** EXERCISE DIRECTIONS **
Say how many lines in the entries hold the string "yellow", giving the number by itself.

** GIVEN RECORDS **
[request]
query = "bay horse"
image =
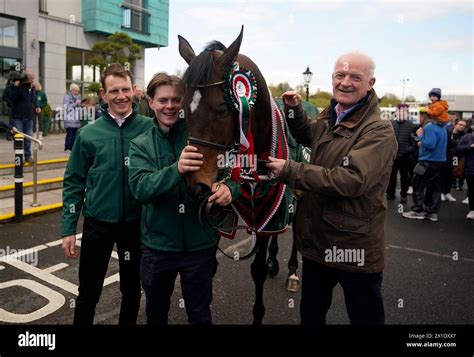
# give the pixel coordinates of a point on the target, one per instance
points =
(214, 128)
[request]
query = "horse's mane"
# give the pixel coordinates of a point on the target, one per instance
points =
(200, 70)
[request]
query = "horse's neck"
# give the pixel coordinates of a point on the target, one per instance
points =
(262, 125)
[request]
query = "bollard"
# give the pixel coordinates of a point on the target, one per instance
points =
(35, 175)
(18, 146)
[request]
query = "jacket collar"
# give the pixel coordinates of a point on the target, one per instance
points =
(177, 128)
(356, 115)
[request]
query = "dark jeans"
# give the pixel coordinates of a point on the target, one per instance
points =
(403, 165)
(470, 191)
(70, 138)
(25, 126)
(427, 189)
(362, 294)
(158, 271)
(98, 240)
(446, 176)
(38, 119)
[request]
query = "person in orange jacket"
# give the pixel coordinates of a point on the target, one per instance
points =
(438, 109)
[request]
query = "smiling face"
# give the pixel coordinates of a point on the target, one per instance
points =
(118, 94)
(166, 104)
(352, 79)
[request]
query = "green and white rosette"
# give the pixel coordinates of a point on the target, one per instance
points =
(241, 95)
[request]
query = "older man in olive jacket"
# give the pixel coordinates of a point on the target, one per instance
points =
(340, 225)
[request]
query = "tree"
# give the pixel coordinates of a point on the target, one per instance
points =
(119, 47)
(279, 89)
(321, 99)
(389, 100)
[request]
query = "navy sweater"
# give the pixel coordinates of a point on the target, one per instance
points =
(433, 143)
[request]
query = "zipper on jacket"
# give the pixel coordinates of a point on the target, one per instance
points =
(171, 141)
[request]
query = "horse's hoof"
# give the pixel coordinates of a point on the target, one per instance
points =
(273, 267)
(293, 283)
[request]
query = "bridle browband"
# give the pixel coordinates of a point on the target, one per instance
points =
(207, 143)
(206, 85)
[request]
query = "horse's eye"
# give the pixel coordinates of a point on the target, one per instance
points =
(222, 110)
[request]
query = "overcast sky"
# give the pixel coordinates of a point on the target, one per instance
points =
(428, 42)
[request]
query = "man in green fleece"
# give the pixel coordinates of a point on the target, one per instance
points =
(172, 237)
(98, 171)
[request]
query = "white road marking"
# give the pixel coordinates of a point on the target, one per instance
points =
(44, 275)
(55, 243)
(428, 252)
(55, 301)
(196, 99)
(56, 267)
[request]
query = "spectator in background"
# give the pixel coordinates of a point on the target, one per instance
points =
(72, 115)
(41, 101)
(466, 148)
(12, 77)
(438, 109)
(142, 103)
(432, 141)
(403, 127)
(21, 97)
(455, 134)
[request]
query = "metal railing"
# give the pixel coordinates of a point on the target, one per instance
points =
(18, 145)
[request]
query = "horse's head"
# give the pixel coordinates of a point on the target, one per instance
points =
(211, 123)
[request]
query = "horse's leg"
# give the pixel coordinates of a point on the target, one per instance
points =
(259, 274)
(293, 281)
(272, 261)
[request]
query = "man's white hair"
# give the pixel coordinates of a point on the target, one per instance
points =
(74, 86)
(361, 55)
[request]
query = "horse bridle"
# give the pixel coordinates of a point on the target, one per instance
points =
(206, 207)
(207, 143)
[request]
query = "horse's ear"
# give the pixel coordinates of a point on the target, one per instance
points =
(185, 50)
(229, 55)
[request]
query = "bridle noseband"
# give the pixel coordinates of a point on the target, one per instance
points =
(207, 143)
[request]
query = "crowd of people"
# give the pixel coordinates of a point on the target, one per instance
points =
(432, 158)
(125, 173)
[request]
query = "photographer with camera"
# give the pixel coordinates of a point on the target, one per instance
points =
(21, 97)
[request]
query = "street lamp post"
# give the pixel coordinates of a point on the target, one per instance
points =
(404, 80)
(307, 75)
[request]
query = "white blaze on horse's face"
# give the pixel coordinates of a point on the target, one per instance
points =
(196, 99)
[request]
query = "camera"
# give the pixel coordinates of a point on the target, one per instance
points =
(22, 77)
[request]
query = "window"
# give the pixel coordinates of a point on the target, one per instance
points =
(135, 15)
(42, 6)
(8, 32)
(77, 70)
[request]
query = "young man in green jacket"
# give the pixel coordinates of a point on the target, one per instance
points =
(98, 171)
(173, 239)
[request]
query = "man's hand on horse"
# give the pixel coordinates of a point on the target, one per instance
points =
(275, 165)
(291, 98)
(221, 194)
(189, 160)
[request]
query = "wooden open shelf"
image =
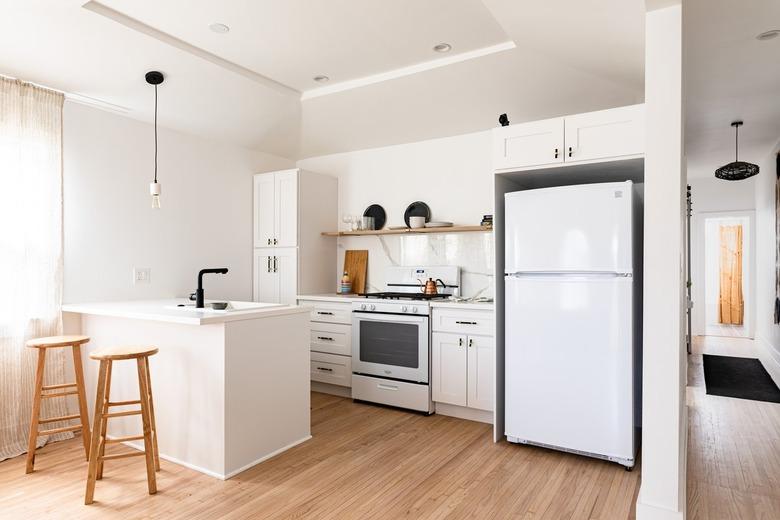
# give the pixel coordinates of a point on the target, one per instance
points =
(408, 231)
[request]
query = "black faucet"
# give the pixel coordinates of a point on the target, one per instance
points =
(199, 291)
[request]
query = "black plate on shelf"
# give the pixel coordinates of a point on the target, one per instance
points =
(378, 212)
(417, 209)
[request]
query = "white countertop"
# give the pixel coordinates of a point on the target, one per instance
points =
(348, 298)
(167, 311)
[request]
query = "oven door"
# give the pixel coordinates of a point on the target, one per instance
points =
(390, 345)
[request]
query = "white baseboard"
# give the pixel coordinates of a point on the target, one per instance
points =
(462, 412)
(766, 354)
(215, 474)
(325, 388)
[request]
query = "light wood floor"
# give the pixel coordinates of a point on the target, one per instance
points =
(733, 445)
(364, 462)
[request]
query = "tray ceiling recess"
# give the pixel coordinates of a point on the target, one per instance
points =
(285, 44)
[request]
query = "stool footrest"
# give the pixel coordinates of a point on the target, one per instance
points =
(59, 394)
(123, 455)
(121, 414)
(124, 439)
(60, 430)
(55, 387)
(58, 419)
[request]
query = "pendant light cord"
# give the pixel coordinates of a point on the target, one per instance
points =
(155, 134)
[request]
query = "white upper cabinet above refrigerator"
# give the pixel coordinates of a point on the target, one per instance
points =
(583, 228)
(605, 135)
(528, 144)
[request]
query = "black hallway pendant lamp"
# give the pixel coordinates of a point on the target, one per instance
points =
(737, 170)
(155, 188)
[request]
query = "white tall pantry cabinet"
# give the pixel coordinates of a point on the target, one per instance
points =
(291, 210)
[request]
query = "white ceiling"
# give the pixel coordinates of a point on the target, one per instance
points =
(729, 75)
(244, 86)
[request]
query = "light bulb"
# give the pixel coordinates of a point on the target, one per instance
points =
(155, 189)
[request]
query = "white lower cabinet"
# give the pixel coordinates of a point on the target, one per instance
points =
(463, 363)
(331, 341)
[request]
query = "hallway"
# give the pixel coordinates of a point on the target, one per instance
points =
(733, 445)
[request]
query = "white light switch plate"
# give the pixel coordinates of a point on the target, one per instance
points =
(142, 275)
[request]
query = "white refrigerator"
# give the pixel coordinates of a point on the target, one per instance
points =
(573, 319)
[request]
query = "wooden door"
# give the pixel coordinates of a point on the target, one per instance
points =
(731, 301)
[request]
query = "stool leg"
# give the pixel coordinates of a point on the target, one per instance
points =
(151, 415)
(94, 453)
(151, 479)
(79, 369)
(36, 412)
(104, 422)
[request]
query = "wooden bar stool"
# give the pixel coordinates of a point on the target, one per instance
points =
(97, 451)
(41, 392)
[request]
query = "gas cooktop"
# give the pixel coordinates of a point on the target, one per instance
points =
(388, 295)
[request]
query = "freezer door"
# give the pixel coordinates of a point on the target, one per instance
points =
(569, 228)
(569, 363)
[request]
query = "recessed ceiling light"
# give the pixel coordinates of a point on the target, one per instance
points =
(768, 35)
(219, 28)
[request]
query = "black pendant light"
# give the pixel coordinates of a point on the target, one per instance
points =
(155, 188)
(737, 170)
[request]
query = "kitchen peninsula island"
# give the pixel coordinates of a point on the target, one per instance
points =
(231, 388)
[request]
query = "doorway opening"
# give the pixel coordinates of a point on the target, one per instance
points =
(727, 275)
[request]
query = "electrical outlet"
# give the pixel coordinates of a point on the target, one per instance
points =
(142, 275)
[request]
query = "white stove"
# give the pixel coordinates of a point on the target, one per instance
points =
(391, 338)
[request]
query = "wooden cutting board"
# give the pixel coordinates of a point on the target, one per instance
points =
(356, 265)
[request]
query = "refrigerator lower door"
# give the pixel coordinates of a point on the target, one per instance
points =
(569, 364)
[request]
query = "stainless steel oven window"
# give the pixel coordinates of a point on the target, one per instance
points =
(393, 344)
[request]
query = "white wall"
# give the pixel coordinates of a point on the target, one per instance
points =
(110, 227)
(767, 333)
(664, 414)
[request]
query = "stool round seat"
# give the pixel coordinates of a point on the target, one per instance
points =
(123, 352)
(57, 341)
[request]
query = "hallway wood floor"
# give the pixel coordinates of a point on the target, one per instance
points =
(364, 462)
(733, 445)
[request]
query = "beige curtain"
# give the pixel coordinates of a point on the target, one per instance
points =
(732, 303)
(30, 255)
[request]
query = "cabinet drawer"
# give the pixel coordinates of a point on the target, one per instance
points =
(332, 369)
(331, 338)
(327, 312)
(463, 322)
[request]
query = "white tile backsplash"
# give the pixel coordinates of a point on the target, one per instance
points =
(472, 252)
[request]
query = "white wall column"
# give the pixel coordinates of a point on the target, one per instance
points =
(664, 414)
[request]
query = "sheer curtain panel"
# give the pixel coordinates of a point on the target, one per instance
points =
(30, 256)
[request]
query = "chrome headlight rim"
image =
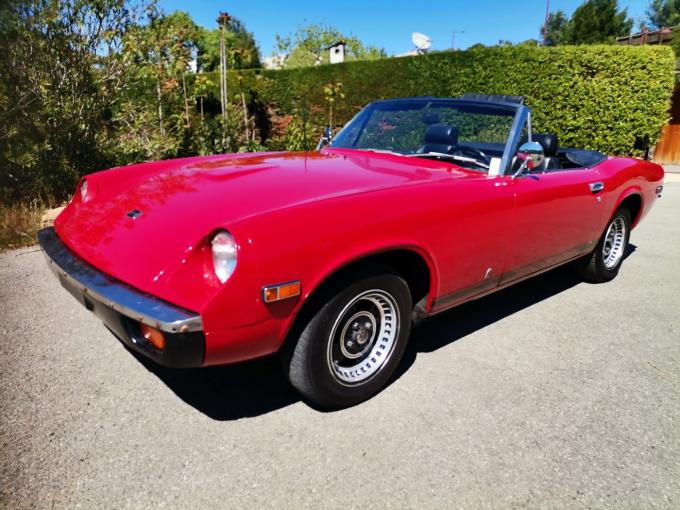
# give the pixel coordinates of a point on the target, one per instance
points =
(83, 190)
(224, 252)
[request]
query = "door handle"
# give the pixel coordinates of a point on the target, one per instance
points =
(596, 187)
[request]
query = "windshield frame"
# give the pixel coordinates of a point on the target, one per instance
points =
(520, 113)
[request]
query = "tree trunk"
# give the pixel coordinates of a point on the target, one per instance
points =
(245, 115)
(160, 107)
(186, 101)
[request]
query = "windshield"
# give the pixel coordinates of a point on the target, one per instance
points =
(470, 134)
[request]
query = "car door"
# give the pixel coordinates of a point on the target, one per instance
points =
(557, 216)
(471, 237)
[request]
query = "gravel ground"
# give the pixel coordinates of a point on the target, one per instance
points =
(553, 393)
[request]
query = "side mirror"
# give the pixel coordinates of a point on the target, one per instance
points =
(325, 139)
(531, 155)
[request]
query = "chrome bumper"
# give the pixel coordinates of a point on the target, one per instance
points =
(123, 308)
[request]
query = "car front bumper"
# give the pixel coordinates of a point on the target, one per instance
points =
(123, 309)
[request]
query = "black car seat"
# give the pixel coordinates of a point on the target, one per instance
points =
(549, 143)
(440, 138)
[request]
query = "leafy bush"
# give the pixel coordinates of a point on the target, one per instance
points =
(610, 98)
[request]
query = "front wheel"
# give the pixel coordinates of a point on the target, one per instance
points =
(351, 346)
(603, 264)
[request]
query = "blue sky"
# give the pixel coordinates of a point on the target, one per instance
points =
(389, 23)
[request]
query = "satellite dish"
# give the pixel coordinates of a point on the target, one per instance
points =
(422, 42)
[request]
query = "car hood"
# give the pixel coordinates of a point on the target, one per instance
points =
(179, 203)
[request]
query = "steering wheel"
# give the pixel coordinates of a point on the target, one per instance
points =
(474, 152)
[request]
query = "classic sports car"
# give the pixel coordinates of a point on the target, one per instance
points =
(329, 257)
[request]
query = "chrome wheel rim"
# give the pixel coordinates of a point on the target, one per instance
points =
(363, 337)
(614, 243)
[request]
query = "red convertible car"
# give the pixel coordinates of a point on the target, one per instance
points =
(329, 257)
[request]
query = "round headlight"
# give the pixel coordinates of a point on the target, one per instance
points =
(83, 190)
(224, 252)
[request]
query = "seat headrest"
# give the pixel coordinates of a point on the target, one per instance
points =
(549, 143)
(442, 134)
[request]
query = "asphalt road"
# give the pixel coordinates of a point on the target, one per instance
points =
(554, 393)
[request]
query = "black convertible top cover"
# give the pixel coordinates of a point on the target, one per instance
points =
(493, 98)
(584, 158)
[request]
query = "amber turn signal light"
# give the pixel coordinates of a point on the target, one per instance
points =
(278, 292)
(153, 336)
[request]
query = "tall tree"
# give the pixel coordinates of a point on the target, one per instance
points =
(58, 79)
(556, 26)
(598, 21)
(663, 13)
(153, 112)
(309, 44)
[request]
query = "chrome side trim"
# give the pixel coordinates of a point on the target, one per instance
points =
(86, 282)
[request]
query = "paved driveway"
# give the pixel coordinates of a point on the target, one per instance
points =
(554, 393)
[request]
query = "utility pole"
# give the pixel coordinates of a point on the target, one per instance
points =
(222, 21)
(545, 22)
(453, 38)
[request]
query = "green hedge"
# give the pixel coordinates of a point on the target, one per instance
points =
(610, 98)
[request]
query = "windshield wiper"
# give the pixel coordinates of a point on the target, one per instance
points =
(384, 151)
(455, 157)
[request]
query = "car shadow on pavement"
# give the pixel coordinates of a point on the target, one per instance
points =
(258, 387)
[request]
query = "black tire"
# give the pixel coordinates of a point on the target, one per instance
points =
(316, 364)
(594, 267)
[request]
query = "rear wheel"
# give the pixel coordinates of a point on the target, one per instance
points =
(351, 346)
(603, 264)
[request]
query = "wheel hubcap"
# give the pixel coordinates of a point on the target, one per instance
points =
(614, 243)
(363, 337)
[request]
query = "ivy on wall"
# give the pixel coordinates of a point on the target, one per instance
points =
(610, 98)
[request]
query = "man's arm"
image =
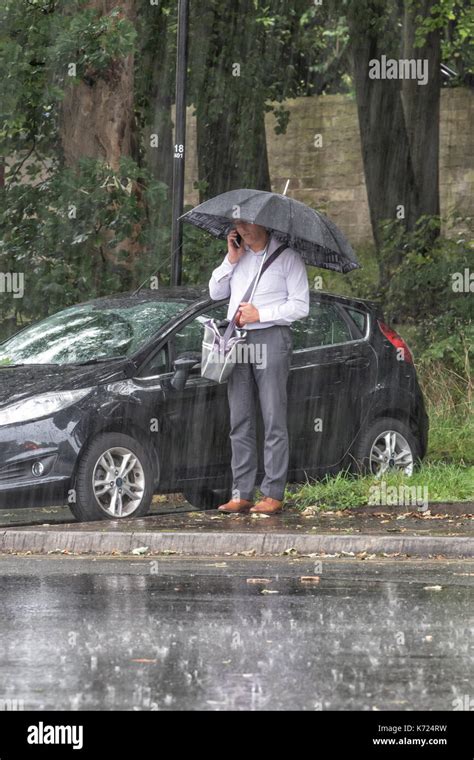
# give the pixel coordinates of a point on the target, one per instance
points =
(297, 304)
(219, 284)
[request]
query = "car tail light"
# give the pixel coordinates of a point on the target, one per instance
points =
(396, 340)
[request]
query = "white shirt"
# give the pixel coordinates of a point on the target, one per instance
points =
(282, 293)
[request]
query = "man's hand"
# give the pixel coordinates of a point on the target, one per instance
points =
(235, 254)
(248, 313)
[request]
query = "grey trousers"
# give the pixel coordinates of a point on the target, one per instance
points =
(263, 371)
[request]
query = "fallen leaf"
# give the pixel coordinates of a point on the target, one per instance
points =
(144, 660)
(140, 550)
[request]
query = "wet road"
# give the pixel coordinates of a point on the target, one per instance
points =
(235, 633)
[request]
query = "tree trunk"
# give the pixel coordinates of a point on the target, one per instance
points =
(97, 118)
(386, 156)
(231, 139)
(97, 121)
(421, 106)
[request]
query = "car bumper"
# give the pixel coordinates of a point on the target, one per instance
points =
(37, 461)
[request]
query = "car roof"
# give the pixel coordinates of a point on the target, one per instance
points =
(163, 293)
(189, 293)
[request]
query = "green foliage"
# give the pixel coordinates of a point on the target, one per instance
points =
(445, 483)
(65, 233)
(422, 290)
(455, 20)
(93, 42)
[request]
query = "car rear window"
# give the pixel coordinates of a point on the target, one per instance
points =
(324, 326)
(359, 317)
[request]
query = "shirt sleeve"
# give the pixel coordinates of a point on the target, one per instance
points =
(219, 284)
(296, 305)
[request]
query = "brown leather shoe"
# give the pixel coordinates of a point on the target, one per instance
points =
(235, 505)
(268, 506)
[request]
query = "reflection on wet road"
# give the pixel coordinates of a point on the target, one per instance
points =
(170, 633)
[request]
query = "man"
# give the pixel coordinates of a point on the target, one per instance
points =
(281, 296)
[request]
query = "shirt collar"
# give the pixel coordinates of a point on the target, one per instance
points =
(259, 254)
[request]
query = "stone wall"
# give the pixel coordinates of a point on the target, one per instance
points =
(331, 178)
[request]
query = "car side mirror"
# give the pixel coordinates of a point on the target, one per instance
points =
(182, 367)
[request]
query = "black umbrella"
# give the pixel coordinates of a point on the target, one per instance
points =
(314, 236)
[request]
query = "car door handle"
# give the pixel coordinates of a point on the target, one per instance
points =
(357, 361)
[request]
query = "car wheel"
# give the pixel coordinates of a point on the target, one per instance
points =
(388, 445)
(206, 498)
(114, 479)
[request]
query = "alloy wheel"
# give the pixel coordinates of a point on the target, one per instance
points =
(391, 452)
(118, 482)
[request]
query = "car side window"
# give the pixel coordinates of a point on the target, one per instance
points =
(157, 365)
(324, 326)
(359, 317)
(189, 337)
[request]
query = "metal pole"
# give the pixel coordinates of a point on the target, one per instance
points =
(179, 146)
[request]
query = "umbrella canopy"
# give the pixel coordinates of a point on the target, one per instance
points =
(314, 236)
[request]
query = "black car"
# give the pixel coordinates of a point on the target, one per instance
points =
(103, 404)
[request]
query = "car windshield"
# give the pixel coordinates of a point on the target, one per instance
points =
(89, 332)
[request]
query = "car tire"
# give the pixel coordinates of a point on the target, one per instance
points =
(206, 498)
(113, 450)
(376, 454)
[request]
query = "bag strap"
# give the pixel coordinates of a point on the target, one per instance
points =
(252, 286)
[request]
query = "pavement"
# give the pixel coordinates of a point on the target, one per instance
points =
(174, 528)
(278, 633)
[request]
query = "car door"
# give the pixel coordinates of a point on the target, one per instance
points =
(197, 417)
(332, 366)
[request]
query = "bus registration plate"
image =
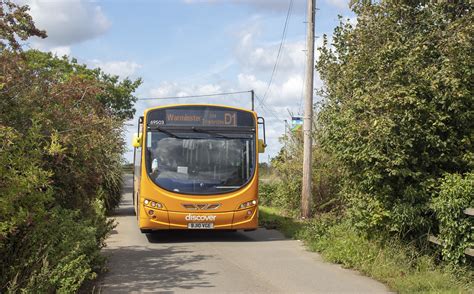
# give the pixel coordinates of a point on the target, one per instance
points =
(202, 226)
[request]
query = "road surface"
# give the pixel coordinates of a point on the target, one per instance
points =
(262, 261)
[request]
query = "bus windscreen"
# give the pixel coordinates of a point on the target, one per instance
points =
(200, 116)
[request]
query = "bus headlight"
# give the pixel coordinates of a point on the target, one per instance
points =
(152, 204)
(248, 204)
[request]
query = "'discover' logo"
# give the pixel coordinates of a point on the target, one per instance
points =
(191, 217)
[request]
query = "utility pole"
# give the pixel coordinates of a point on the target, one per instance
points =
(308, 114)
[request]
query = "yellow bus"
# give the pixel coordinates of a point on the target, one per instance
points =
(196, 167)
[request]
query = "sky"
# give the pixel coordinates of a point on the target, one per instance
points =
(193, 47)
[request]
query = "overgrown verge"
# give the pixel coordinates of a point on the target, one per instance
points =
(402, 267)
(60, 162)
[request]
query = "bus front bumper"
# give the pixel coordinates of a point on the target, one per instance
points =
(245, 219)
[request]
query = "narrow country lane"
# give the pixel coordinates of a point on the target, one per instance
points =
(198, 261)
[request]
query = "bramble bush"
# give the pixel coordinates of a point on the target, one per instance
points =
(396, 116)
(398, 109)
(456, 229)
(60, 162)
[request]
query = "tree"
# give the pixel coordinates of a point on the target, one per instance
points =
(16, 22)
(398, 108)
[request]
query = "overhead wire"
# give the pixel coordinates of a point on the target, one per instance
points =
(192, 96)
(280, 49)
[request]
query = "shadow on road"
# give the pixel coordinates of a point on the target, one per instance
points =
(197, 236)
(158, 269)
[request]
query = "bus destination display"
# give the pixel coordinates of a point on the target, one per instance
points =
(207, 117)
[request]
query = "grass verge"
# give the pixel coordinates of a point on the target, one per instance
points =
(400, 266)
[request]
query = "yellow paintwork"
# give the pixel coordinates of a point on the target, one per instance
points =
(137, 140)
(172, 215)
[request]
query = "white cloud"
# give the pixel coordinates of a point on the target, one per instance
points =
(67, 22)
(61, 51)
(338, 3)
(120, 68)
(272, 5)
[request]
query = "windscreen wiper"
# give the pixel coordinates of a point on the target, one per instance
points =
(198, 130)
(159, 129)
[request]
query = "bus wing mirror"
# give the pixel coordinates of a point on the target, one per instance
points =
(137, 140)
(261, 146)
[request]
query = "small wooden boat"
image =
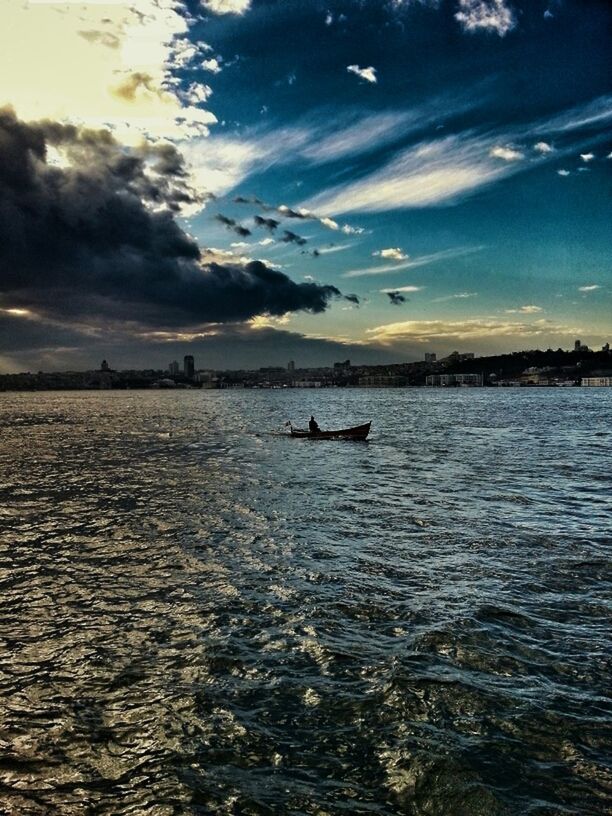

** RESULT BELOW **
2